● **INPUT**
______________________________
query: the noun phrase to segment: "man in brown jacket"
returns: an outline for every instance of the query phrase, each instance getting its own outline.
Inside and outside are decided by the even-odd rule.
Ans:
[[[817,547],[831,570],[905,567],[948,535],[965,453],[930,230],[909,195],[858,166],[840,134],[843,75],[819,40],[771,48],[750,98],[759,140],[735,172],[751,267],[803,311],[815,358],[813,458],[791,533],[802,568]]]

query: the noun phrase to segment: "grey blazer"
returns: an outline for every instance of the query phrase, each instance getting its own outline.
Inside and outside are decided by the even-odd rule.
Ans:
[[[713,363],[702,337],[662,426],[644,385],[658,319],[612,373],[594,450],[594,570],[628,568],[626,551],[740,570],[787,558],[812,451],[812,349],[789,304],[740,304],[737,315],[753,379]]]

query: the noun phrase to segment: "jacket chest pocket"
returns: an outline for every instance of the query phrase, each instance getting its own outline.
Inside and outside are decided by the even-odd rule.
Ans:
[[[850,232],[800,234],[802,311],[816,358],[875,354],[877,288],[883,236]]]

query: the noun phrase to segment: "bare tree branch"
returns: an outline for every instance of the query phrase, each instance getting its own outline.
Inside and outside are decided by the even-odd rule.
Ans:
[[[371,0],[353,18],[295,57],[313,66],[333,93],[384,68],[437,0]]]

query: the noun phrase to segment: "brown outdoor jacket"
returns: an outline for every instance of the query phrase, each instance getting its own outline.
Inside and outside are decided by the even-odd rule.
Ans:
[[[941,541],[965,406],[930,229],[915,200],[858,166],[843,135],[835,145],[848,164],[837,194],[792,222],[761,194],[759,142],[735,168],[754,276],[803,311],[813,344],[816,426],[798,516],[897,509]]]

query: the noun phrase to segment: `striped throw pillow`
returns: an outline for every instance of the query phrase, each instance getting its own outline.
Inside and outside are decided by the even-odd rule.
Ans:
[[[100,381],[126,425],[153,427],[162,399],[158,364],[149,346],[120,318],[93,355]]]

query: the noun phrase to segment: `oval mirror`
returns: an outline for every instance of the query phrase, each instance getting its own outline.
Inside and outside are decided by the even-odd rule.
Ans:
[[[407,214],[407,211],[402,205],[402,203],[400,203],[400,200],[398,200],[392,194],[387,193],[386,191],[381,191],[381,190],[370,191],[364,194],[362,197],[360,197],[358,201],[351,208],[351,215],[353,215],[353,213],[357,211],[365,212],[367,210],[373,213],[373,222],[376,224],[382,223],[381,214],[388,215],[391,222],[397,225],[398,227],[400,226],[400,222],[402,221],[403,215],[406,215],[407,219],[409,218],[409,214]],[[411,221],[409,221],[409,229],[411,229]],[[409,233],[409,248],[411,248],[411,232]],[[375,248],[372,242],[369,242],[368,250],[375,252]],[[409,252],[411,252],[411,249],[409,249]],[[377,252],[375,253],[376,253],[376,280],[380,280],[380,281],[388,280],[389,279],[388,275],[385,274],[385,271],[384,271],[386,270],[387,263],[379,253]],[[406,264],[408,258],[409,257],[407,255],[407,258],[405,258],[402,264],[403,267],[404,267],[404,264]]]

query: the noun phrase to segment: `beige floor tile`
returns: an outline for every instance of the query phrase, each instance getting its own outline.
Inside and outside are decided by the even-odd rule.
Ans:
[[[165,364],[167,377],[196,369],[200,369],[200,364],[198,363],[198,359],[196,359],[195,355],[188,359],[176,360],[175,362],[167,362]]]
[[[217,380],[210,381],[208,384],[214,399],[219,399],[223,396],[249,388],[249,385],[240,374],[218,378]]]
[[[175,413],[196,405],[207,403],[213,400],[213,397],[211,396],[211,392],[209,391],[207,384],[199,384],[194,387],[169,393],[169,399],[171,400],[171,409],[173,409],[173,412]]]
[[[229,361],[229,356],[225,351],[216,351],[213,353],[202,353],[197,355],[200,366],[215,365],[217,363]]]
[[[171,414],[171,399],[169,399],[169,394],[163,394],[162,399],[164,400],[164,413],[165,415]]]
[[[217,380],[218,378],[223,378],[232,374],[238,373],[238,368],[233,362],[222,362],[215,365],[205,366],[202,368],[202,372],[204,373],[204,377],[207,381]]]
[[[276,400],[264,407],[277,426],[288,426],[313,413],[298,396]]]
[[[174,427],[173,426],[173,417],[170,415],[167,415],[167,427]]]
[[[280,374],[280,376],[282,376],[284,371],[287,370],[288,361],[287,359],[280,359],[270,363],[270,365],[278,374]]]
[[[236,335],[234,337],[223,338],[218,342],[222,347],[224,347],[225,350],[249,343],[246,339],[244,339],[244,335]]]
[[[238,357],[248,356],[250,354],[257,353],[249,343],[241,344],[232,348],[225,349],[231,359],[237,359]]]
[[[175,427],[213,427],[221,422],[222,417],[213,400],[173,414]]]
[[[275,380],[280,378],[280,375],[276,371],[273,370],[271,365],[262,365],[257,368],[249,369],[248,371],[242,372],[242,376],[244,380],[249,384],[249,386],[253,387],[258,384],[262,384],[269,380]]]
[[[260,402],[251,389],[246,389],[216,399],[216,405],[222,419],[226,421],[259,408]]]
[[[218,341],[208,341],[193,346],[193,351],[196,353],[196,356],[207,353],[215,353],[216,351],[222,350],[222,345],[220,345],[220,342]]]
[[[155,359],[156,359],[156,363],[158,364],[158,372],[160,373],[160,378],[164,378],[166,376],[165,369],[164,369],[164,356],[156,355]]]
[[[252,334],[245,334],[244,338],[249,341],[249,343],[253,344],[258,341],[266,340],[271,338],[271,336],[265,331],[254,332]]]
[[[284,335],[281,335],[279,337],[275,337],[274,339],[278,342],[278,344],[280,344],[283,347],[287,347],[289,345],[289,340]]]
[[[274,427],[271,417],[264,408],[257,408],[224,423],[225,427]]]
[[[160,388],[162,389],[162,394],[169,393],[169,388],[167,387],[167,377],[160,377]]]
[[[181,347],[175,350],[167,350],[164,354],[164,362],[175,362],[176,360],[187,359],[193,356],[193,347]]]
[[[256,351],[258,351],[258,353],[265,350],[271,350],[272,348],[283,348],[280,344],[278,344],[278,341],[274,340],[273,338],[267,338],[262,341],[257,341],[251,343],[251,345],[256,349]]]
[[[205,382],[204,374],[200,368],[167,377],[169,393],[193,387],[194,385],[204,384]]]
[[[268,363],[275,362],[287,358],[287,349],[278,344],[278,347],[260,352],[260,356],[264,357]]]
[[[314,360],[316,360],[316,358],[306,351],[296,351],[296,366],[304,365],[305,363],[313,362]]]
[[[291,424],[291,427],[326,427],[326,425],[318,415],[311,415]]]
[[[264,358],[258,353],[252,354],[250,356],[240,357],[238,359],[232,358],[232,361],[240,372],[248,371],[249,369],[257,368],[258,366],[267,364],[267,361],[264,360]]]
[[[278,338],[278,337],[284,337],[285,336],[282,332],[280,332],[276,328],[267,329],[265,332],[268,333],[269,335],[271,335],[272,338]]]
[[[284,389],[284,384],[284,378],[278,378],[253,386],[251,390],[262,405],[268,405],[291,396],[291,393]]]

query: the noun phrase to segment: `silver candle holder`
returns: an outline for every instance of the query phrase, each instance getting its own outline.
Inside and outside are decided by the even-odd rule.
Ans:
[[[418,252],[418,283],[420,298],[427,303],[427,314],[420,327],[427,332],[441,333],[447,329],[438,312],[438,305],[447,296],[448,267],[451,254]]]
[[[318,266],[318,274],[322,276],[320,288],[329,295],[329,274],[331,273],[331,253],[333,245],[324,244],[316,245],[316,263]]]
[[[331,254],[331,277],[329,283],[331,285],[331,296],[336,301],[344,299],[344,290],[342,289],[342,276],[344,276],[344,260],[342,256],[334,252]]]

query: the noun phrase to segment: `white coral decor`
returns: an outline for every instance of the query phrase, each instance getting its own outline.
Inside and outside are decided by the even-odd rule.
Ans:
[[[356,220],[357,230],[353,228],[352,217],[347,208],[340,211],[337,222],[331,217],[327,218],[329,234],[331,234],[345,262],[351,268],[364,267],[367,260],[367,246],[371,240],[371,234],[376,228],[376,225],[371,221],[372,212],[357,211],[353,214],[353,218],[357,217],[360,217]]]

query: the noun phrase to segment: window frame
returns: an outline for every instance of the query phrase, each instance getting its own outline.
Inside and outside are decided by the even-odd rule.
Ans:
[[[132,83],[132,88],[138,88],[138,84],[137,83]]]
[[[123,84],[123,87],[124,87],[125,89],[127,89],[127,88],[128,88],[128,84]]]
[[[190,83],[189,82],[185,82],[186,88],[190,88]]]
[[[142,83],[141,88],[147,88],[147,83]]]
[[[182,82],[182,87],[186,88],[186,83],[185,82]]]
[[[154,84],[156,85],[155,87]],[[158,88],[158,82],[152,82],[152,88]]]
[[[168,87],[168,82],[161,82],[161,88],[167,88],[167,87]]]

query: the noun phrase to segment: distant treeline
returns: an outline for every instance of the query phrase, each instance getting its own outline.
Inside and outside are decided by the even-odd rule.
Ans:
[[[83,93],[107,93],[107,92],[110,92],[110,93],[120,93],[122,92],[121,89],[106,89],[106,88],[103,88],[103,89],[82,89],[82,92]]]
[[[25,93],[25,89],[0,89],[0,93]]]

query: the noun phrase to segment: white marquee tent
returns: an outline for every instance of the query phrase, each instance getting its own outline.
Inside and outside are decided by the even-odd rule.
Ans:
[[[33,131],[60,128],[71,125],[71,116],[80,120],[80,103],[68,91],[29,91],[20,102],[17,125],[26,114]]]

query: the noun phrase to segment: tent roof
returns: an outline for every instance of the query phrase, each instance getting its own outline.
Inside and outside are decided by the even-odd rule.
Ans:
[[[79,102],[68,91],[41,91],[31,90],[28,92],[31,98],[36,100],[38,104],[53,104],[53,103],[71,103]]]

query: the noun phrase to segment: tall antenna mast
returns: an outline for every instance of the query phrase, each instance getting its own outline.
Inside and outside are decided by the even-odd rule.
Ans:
______________________________
● **AIM OF THE TASK**
Lines of the listing above that hold the string "jacket" should each be copied.

● **SOLVED PROBLEM**
query: the noun phrase to segment: "man in brown jacket"
query: the noun phrase to segment: "jacket chest pocket"
query: the noun phrase to segment: "brown outdoor jacket"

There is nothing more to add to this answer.